▶ [Provided records]
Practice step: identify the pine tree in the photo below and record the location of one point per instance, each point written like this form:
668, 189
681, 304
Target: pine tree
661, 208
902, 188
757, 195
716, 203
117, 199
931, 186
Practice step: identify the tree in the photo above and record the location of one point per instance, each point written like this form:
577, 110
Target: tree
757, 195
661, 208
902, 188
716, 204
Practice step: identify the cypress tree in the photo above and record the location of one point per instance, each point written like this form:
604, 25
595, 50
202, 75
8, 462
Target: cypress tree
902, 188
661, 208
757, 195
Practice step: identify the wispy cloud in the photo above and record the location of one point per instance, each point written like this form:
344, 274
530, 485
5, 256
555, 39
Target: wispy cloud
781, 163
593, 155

▶ [What needs to be done]
Each line of the data is to be restated exactly.

▶ [Solution for this task]
Practice step: identify the pine tree in the photo below and record the location of one point per instance, each point written like this form:
668, 189
681, 304
Target: pine tree
661, 208
902, 188
757, 195
716, 203
117, 199
931, 186
Practice step: identify the tree in the photo above and record the location of one point per instance, each point written like this form:
577, 110
Target: tree
757, 195
661, 208
902, 188
716, 204
Practice step: identify the cypress tree in the photo above and record the location of one point per instance, each point written like this form:
604, 25
595, 50
202, 75
8, 462
Target: cypress tree
902, 188
661, 208
757, 195
Practice step: identify the wispy cloud in the photo above and record the location of one point per instance, each point written like this form:
344, 274
530, 485
5, 256
555, 39
Target: wispy cloud
781, 163
593, 155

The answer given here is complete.